:: DATA FOR THE TASK

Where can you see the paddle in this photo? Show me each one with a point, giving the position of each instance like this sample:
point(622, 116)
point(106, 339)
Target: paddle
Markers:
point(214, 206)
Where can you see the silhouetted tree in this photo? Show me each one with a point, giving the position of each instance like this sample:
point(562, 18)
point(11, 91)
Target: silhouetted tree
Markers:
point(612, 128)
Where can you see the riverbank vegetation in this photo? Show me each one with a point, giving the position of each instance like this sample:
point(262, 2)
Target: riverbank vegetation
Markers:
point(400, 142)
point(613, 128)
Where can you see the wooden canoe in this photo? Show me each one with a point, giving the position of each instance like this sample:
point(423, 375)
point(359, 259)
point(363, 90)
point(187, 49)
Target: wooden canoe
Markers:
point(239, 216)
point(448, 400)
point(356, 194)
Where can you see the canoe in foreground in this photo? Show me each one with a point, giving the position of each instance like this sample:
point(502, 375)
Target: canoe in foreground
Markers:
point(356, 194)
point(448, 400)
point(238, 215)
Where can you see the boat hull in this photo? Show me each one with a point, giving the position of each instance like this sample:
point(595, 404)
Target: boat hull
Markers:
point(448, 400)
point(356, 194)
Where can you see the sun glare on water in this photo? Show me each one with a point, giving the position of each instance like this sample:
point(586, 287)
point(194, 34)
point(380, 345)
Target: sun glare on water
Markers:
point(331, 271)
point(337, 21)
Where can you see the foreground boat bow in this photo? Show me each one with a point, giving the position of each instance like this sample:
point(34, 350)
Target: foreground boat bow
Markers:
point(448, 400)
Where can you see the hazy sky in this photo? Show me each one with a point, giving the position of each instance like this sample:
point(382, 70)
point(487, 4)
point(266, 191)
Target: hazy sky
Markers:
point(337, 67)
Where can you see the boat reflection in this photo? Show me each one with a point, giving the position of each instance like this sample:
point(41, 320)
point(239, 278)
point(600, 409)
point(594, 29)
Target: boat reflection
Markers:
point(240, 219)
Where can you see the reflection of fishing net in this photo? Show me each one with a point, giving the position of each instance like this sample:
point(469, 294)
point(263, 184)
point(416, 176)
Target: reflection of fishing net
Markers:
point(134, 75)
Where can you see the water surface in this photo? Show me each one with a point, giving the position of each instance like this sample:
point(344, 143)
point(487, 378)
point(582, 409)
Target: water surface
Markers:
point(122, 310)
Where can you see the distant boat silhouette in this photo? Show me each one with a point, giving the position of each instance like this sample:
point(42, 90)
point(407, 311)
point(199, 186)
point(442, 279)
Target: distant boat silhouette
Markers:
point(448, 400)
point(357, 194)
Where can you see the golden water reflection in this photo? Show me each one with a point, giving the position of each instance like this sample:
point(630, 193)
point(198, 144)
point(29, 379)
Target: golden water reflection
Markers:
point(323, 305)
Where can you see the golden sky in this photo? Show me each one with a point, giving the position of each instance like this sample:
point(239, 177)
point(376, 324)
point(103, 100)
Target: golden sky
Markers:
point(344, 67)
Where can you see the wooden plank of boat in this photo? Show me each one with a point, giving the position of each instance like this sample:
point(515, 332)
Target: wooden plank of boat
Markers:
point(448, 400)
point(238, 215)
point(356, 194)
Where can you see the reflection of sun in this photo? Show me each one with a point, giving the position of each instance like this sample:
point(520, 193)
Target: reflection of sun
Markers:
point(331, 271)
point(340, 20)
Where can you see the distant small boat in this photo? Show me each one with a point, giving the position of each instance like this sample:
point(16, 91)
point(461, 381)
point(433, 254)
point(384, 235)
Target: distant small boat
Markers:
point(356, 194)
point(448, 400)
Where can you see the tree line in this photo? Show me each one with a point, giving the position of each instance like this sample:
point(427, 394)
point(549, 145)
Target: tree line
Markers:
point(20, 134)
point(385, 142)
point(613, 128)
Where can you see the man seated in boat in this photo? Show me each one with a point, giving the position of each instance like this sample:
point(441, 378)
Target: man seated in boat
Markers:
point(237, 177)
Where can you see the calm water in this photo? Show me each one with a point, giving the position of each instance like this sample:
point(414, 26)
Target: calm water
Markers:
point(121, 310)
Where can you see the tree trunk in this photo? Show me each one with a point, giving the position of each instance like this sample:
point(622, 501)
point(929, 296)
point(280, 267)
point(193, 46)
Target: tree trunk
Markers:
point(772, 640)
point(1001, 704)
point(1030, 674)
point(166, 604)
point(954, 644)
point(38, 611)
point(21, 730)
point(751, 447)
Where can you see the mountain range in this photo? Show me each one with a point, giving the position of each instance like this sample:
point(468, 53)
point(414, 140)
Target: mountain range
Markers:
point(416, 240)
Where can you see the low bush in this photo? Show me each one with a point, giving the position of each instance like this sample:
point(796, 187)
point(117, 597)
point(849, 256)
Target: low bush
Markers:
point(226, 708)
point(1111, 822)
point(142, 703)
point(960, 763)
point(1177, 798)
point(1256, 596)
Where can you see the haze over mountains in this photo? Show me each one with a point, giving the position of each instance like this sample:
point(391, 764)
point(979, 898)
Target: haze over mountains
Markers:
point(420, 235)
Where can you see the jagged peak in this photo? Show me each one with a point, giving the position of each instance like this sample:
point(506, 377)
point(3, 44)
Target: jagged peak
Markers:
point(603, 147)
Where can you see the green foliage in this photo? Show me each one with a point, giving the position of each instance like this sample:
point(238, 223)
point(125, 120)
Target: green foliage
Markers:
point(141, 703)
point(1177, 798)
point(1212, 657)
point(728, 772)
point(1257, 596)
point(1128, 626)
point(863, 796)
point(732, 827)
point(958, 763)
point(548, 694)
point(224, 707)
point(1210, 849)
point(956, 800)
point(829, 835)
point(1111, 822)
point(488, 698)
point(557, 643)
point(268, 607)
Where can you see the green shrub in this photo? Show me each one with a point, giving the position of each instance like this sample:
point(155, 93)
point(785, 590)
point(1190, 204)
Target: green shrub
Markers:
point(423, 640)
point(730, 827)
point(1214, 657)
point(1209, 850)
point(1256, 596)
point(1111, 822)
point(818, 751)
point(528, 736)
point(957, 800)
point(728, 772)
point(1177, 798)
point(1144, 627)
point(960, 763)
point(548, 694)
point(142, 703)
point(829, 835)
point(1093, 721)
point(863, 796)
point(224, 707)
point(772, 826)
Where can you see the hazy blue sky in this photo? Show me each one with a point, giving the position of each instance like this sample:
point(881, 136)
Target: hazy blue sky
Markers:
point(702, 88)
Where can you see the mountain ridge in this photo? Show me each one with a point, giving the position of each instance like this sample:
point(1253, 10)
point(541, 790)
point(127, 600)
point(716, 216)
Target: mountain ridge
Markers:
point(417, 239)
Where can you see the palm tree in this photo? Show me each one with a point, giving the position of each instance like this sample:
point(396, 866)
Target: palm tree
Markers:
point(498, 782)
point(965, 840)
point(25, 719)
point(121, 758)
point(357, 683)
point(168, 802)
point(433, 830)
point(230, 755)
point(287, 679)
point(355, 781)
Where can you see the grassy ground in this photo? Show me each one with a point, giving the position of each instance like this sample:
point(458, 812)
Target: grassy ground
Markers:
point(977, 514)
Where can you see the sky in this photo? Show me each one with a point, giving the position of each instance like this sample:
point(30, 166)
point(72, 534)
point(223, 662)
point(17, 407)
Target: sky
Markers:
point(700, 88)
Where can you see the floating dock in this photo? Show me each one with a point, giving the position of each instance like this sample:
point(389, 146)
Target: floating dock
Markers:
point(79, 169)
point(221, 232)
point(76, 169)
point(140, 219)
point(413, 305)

::::

EXERCISE ▸ Look through the data above for the string "palm" and copy every line where it appears.

COMPLETED TASK ▸
Where can you see the palm tree in this photo? Show me each one with a point, giving the position of each instance like this sample:
Target: palm tree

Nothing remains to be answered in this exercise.